YOUR OBJECTIVE ::
The lines to reproduce run from the one containing "wanted | a point" through the final line of the entries; write them out exactly and add nothing.

(Stored records)
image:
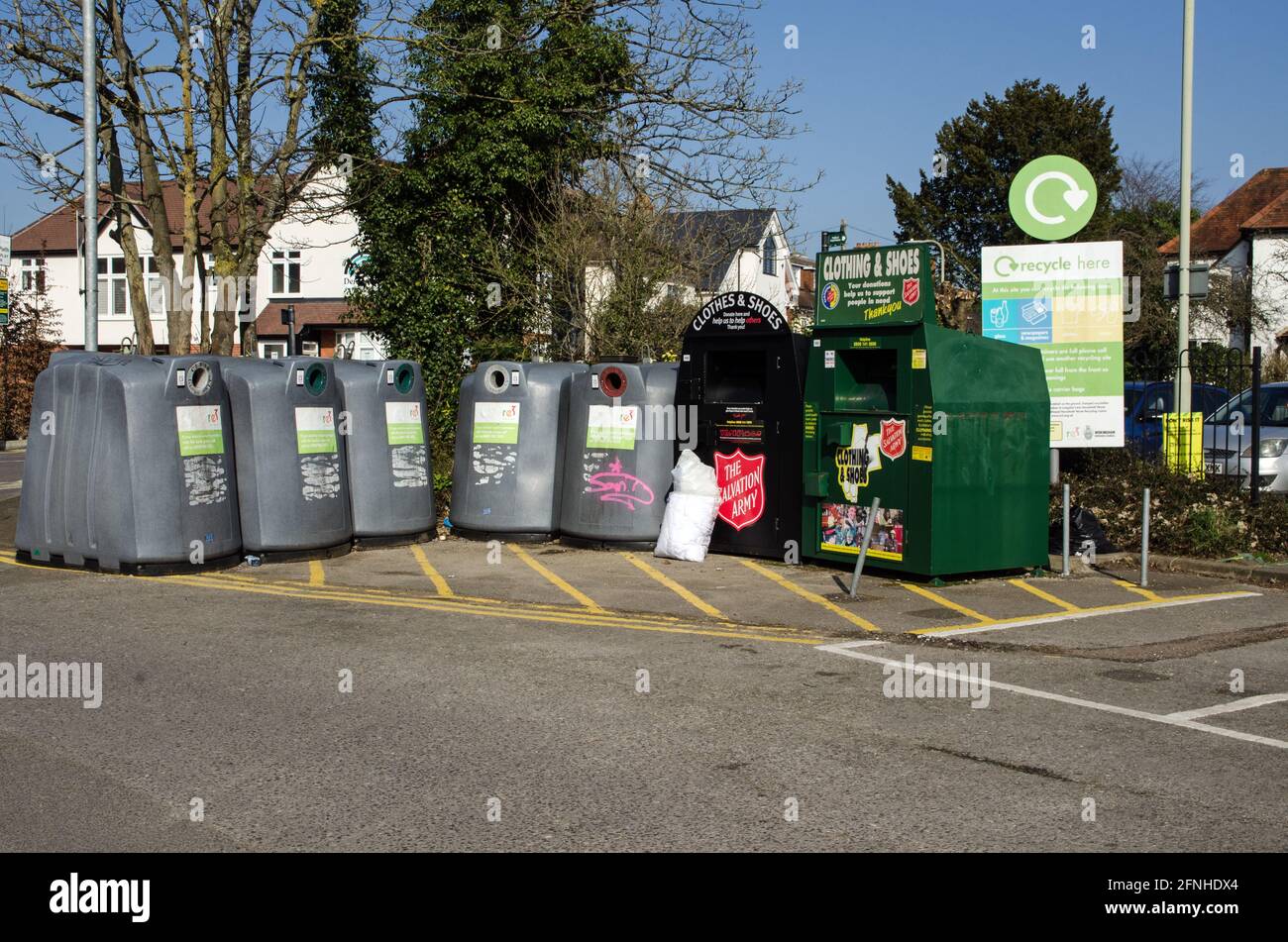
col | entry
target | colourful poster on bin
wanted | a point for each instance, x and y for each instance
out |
(1067, 300)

OUTPUT ::
wanted | a point for each instance, x and y for each instance
out |
(1067, 300)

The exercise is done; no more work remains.